Top of Selected excerpt

Her father and Williams, meanwhile, are accused of writing and obtaining unauthorized checks from wards’ accounts and depositing the money into bank accounts belonging to the judge and others.

Prosecutors unsealed the case almost five months after an investigation by The News revealed Bradley-Baskin and other targets were involved in the sale of at least five homes belonging to vulnerable people in the probate system, including some sold for far less than the properties' market value.

The FBI was investigating two others who have not been charged with wrongdoing: Clinton Township resident Kijuana Evans, owner of Tri-State Guardian Services; and probate court contractor Lonnie Griffin.

Federal corruption cases in Metro Detroit have slowed in recent years following a prolonged crackdown on wrongdoing that led to convictions and prison sentences for more than 130 public officials of almost every stripe. That included a state senator, a House Speaker, Detroit and suburban mayors, cops and councilmen, township officials, two UAW presidents and school leaders — but never a judge.

The FBI investigation started at least in fall 2024, according to a sealed search warrant obtained by The News, with agents focused on conspiracy, wire fraud and bribery committed since 2016. That period of time coincides with Bradley-Baskin's work as a lawyer in the probate court system, her tenure as general counsel for 36th District Court in Detroit and the six months since Bradley-Baskin was elected judge.

Prosecutors telegraphed the new criminal case in late-December when Assistant U.S. Attorney Catherine Morris wrote in a court filing that prosecutors expect to file an indictment by mid-April, but did not identify who was likely to be charged with a crime.

 

In September, The News reported that several homes belonging to wards were sold to Williams' boyfriend after Bradley-Baskin proposed the sale or drafted the deeds, including a Dearborn Heights ranch that was flipped in less than a month for a 72% profit.

And in late January, The News revealed investigators were tracing the disappearance of $550,000 belonging to a 91-year-old woman from Berkley, whose home was sold by her court-appointed guardian and bank accounts drained after she became unable to manage her medical or financial affairs.

Bottom of Selected excerpt

→ Tasks
1. Repeat the part of the probate court news excerpt between "Her father and" and "contractor Lonnie Griffin.", inclusive.
2. Pick up the probate court news excerpt where it stops and keep writing it.
The rows have no connection to the news excerpt about the probate court case.

Top of Dataset extract

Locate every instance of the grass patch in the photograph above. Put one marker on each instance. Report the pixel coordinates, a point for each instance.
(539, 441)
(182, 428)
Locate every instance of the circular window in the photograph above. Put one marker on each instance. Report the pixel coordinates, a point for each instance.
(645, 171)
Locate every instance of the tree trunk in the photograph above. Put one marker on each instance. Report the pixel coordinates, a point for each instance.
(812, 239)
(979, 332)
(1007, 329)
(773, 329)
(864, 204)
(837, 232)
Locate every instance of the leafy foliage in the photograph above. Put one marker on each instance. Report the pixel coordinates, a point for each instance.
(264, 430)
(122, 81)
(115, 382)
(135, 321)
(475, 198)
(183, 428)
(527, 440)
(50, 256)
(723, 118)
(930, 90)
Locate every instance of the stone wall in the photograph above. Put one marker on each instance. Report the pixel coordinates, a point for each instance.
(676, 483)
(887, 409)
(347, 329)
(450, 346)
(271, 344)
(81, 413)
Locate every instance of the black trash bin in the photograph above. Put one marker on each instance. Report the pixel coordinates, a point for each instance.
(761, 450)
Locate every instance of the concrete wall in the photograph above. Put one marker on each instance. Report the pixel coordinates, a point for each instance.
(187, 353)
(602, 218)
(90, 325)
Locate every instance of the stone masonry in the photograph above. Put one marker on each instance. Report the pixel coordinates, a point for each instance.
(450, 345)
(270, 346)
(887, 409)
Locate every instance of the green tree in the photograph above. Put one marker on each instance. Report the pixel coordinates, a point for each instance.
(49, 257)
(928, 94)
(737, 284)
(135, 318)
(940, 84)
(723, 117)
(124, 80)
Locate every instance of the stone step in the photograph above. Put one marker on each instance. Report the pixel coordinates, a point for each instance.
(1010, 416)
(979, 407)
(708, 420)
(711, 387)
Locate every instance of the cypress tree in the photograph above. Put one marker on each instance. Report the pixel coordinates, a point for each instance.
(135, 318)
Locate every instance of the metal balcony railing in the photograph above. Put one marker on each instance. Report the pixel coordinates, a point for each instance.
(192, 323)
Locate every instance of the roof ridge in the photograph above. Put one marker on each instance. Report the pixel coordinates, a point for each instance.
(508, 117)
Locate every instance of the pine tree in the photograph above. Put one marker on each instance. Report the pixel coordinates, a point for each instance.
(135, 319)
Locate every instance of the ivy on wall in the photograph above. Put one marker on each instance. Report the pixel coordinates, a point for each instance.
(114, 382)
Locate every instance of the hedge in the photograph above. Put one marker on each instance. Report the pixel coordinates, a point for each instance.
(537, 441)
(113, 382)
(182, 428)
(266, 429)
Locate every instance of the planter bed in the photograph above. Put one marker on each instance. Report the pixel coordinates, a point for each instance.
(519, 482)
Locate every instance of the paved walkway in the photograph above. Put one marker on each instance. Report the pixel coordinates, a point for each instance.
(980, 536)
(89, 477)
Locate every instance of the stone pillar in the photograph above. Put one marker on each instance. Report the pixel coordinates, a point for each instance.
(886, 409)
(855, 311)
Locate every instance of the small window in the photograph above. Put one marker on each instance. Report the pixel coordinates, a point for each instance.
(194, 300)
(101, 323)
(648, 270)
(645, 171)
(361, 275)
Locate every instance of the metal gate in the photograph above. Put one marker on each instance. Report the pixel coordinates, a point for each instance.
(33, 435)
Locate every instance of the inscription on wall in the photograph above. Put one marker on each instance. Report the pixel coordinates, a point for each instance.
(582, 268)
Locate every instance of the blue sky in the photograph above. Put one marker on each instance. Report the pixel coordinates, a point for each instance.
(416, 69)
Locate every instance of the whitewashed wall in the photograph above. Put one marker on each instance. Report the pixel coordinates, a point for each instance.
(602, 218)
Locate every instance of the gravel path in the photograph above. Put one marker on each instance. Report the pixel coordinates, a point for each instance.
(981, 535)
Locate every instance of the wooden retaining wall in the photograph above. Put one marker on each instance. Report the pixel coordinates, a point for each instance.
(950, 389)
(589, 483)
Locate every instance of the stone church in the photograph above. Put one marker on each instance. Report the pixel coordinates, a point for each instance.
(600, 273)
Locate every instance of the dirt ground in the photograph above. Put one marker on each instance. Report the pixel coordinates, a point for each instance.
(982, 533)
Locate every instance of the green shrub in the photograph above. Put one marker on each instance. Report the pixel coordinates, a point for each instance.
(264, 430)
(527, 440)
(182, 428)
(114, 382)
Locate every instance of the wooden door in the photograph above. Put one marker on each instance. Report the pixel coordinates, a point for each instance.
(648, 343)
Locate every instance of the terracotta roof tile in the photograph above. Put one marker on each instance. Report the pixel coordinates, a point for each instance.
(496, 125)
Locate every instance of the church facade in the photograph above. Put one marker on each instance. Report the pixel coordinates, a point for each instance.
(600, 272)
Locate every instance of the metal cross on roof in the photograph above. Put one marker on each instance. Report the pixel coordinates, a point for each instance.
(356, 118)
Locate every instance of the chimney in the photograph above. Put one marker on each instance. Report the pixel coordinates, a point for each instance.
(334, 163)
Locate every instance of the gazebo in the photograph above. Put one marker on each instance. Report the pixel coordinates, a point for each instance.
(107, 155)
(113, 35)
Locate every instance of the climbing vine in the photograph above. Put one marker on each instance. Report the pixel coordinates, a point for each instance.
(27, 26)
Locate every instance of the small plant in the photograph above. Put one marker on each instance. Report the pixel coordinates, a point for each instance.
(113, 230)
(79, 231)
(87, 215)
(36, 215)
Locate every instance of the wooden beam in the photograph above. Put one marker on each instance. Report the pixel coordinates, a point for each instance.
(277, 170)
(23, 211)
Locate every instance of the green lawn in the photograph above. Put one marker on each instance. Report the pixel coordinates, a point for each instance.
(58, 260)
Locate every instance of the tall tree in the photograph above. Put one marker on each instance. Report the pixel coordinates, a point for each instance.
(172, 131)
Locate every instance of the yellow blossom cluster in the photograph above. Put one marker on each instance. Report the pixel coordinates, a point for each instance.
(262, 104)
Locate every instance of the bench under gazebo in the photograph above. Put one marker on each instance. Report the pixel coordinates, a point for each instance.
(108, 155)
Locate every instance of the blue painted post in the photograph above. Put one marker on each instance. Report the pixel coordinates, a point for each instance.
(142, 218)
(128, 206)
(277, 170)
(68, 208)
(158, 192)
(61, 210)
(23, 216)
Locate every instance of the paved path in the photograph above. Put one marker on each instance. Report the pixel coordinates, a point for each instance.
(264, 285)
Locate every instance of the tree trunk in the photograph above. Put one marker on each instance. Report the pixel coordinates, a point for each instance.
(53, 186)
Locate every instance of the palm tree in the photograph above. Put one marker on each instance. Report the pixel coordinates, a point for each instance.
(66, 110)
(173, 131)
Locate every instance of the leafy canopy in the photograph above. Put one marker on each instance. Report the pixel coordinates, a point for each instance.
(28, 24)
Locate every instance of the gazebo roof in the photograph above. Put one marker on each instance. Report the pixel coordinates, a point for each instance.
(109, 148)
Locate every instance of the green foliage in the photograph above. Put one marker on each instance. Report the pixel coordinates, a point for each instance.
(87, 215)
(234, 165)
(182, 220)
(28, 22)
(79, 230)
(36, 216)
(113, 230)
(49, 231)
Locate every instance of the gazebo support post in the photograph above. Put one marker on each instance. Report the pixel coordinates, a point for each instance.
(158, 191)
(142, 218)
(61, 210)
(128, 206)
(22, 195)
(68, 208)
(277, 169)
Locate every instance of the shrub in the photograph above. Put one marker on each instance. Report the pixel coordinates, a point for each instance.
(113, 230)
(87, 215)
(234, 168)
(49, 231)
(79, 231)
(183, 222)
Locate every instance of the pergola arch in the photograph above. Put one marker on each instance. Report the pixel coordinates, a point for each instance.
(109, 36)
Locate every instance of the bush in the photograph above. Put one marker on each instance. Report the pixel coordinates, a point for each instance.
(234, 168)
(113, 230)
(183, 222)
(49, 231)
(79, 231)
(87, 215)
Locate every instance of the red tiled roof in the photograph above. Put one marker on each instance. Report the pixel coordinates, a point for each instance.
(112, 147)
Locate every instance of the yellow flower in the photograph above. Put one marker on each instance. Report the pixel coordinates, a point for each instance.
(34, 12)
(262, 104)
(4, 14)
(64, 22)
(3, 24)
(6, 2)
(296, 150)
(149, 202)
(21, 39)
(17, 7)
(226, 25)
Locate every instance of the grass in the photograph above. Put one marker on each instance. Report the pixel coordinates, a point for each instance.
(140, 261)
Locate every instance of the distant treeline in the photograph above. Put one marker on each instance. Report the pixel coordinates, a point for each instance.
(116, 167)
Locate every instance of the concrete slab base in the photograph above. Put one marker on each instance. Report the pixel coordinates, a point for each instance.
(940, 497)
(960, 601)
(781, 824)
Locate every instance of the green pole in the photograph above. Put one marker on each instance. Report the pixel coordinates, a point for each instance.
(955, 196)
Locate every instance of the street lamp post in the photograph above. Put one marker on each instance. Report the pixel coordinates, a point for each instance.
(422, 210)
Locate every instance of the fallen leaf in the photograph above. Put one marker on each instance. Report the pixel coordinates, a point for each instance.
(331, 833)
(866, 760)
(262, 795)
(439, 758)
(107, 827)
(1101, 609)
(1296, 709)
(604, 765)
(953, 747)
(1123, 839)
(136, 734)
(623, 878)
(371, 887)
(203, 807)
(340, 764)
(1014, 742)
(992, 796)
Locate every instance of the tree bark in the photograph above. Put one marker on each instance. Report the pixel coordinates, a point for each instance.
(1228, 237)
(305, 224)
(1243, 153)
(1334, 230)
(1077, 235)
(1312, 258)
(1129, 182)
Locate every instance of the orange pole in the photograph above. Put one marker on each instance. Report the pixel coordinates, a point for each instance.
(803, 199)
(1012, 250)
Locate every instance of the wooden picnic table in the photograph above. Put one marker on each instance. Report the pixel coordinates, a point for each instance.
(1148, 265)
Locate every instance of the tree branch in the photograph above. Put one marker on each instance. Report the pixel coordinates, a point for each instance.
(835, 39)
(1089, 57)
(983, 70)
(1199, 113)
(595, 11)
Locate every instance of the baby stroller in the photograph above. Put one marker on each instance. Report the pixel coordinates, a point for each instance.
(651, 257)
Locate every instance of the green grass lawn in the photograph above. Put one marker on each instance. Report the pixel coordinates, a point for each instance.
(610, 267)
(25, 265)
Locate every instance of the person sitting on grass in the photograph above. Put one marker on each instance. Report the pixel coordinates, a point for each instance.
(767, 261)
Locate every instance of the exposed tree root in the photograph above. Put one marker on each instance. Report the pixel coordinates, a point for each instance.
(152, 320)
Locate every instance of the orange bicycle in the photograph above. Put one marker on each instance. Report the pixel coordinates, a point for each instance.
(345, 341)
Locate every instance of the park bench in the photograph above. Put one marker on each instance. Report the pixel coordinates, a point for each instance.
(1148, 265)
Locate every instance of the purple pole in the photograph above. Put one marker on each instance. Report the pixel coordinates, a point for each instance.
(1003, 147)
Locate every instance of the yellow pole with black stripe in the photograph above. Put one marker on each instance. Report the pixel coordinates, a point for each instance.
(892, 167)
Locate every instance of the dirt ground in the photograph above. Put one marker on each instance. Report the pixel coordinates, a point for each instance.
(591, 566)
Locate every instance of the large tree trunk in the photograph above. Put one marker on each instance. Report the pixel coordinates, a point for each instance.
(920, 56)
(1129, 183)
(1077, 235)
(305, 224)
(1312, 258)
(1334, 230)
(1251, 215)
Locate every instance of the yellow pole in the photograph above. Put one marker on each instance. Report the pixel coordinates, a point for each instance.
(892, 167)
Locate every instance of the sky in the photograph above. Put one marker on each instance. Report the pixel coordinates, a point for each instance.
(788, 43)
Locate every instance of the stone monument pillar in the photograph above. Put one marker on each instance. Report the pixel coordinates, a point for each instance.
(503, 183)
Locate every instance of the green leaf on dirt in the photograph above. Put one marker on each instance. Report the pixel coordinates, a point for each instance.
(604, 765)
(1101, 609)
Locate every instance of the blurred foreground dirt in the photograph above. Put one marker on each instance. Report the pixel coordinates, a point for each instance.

Bottom of Dataset extract

→ Results in order
1.
Her father and Williams, meanwhile, are accused of writing and obtaining unauthorized checks from wards’ accounts and depositing the money into bank accounts belonging to the judge and others.

Prosecutors unsealed the case almost five months after an investigation by The News revealed Bradley-Baskin and other targets were involved in the sale of at least five homes belonging to vulnerable people in the probate system, including some sold for far less than the properties' market value.

The FBI was investigating two others who have not been charged with wrongdoing: Clinton Township resident Kijuana Evans, owner of Tri-State Guardian Services; and probate court contractor Lonnie Griffin.

2.
Wayne County Probate Court filings indicate Williams, meanwhile, has sought court permission in recent years to sell at least three homes belonging to wards that she was appointed to represent. Those homes were sold to a Southfield company, Sims Residential Holdings LLC.

State business filings show the firm is owned by Rashad, Williams' boyfriend. Rashad is a felon who was freed in 2010 from a life sentence in a Michigan prison for drugs and who is awaiting trial in a new drug conspiracy case in federal court in Detroit.

Williams, 59, and her boyfriend have long ties to the judge. Bradley-Baskin was the resident agent of Sims Residential Holdings and served as Guardian & Associates' corporate lawyer before becoming a judge. That role included helping Guardian & Associates find assets belonging to wards and "identifying cases where there were assets," according to probate court records.

A sealed FBI search warrant obtained by The News shows agents last spring were allowed to seize "records related to the care or finances of wards for which Andrea Bradley-Baskin was appointed guardian, conservator, representative payee or fiduciary" since May 9, 2016.

U.S. Magistrate Judge Kimberly Altman also gave FBI agents permission to seize the same records involving Bradley-Baskin's father, according to a copy of the search warrant.

As part of the investigation, prosecutors filed a lien on a cinderblock office building on Coolidge Highway south of Nine Mile Road in Oak Park on May 13. The building is owned by Twitty Investments LLC.

Bradley-Baskin served as resident agent of Twitty Investments as recently as November 2023, state business records show.

The lien indicates the office building could be forfeited to the government as proceeds of bribery and fraud.

The 2,800-square-foot building is the office of Bradley Law Center, the firm headed by Avery Bradley, according to a court filing.